▶ _Exercise_
Your output must match the records below character for character.

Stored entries
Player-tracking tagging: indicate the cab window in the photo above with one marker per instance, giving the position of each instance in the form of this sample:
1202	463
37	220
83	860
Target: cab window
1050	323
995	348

▶ _Answer to this problem_
Player-tracking tagging: indicate the cab window in the photo above with one marker per instance, giving the position of each instance in the form of this sample:
1202	463
37	220
83	860
Target: cab window
1050	323
995	348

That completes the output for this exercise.